-- Begin DOCUMENT PASSAGE --
[erlang-bugs] Memory leak in diameter_service module in diameter app (otp_R16B)

Mon May 27 10:40:27 CEST 2013

Hi Aleksander.

Yes, it is indeed a bug that was introduced in R16B. The fix was
merged into maint on April 12, in this commit:

  https://github.com/erlang/otp/commit/656b37f1b6fbc3611f5e0f8b8c0e4f61bef9092b

The commit for the fix itself points at the one that introduced the error:

  https://github.com/erlang/otp/commit/c609108ce017069a77708f80dae9e89c45ff222d

So, fetch maint and the problem should be solved.

Sorry for the slow reply: I've been on vacation.

Anders

On Mon, May 20, 2013 at 11:45 AM, Aleksander Nycz
<Aleksander.Nycz@REDACTED> wrote:
> Hello,
>
> I think there is a problem with resource leak (memory) in diameter_service
> module.
>
> This module is a gen_server, that state contains field watchdogT ::
> ets:tid().
> This ets contains info about watchdogs.
>
> Diameter app service cfg is:
>
> [{'Origin-Host',  HostName},
>      {'Origin-Realm', Realm},
>         {'Vendor-Id',     ...},
>      {'Product-Name', ...},
>      {'Auth-Application-Id', [?DCCA_APP_ID]},
>      {'Supported-Vendor-Id', [...]},
>      {application,     [{alias,       diameterNode},
>                        {dictionary, dictionaryDCCA},
>                      {module,       dccaCallback}]},
>      {restrict_connections, false}]
>
> After start dimeter app, adding service and transport, diameter_service
> state is:
>
>> diameter_service:state(diameterNode).
> #state{id = {1369,41606,329900},
>        service_name = diameterNode,
>        service = #diameter_service{pid = <0.1011.0>,
>                                    capabilities = #diameter_caps{...},
>                                    applications = [#diameter_app{...}]},
>        watchdogT = 4194395,peerT = 4259932,shared_peers = 4325469,
>        local_peers = 4391006,monitor = false,
>        options = [{sequence,{0,32}},
>                   {share_peers,false},
>                   {use_shared_peers,false},
>                   {restrict_connections,false}]}
>
> and ets 4194395 has one record:
>
>> ets:tab2list(4194395).
-- End DOCUMENT PASSAGE --
-- Begin INFORMATION GIVEN --
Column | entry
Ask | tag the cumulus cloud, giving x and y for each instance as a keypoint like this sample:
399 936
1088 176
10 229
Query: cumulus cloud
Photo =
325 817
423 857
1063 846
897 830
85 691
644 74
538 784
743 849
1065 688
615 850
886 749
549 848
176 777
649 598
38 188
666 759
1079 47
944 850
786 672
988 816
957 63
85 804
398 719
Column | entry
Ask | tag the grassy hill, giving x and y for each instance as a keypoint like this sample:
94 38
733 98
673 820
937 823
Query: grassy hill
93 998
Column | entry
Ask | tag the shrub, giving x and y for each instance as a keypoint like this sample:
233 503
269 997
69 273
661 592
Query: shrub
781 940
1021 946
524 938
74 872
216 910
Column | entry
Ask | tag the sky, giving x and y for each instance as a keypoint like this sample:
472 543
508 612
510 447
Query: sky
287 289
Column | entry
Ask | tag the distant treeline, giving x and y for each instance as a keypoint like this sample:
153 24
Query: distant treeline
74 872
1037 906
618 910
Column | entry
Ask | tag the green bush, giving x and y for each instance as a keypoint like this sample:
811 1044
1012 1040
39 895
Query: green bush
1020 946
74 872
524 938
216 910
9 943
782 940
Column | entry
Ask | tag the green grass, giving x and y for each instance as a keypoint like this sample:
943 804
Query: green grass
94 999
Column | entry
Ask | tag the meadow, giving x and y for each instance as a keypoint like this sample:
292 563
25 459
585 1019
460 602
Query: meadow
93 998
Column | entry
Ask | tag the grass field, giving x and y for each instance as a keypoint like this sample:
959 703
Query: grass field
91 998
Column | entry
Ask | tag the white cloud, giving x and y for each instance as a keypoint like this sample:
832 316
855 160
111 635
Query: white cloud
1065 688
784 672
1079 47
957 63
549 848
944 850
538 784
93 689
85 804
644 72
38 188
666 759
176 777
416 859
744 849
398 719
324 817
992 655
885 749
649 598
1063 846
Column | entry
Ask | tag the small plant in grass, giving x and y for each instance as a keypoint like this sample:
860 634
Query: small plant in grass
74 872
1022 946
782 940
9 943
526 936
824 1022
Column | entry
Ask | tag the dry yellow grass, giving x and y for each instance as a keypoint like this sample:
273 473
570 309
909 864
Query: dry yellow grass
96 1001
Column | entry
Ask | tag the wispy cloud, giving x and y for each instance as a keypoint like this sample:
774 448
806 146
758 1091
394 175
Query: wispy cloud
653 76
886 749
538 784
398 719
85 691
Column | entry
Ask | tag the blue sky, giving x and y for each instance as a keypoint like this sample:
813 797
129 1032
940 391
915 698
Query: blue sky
-- End INFORMATION GIVEN --
## TASK SET
A - Transcribe the part of the diameter memory leak thread between "The commit for" and "should be solved.", inclusive.
B - Rewrite the paragraph of the diameter memory leak thread that begins "Yes, it is indeed a bug" as a short bulleted list that keeps its main facts.
C - Take the diameter memory leak thread further from the point where it stops.

## EXPECTED OUTPUTS
A -
The commit for the fix itself points at the one that introduced the error:

  https://github.com/erlang/otp/commit/c609108ce017069a77708f80dae9e89c45ff222d

So, fetch maint and the problem should be solved.

B -
- The bug was introduced in R16B.
- The fix was merged into maint on April 12, in a single commit.

C -
> [#watchdog{pid = <0.1013.0>,type = accept,
>            ref = #Ref<0.0.0.1696>,
>            options = [{transport_module,diameter_tcp},
>                       {transport_config,[{reuseaddr,true},
>                                          {ip,{0,0,0,0}},
>                                          {port,4068}]},
>                       {capabilities_cb,[#Fun<diameterNode.acceptCER.2>]},
>                       {watchdog_timer,30000},
>                       {reconnect_timer,60000}],
>            state = initial,
>            started = {1369,41606,330086},
>            peer = false}]
>
>   Next I run very simple test using seagull symulator. Test scenario is
> following:
>
> 1. seagull: send CER
> 2. seagull: recv CEA
> 3. seagull: send CCR (init)
> 4. seagull: recv CCA (init)
> 5. seagull: send CCR (update)
> 6. seagull: recv CCR (update)
> 7. seagull: send CCR (terminate)
> 8. seagull: recv CCA (terminate)
>
> Durring test there are two watchdogs in ets:
>
>> ets:tab2list(4194395).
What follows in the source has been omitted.